Reproduce all of the data word for word.

───── Records shown

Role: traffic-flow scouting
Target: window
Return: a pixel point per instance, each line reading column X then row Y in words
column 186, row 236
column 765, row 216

──────────

Result ▸
Role: traffic-flow scouting
Target: window
Return: a pixel point per instance, each line reading column X then row Y in words
column 186, row 236
column 765, row 216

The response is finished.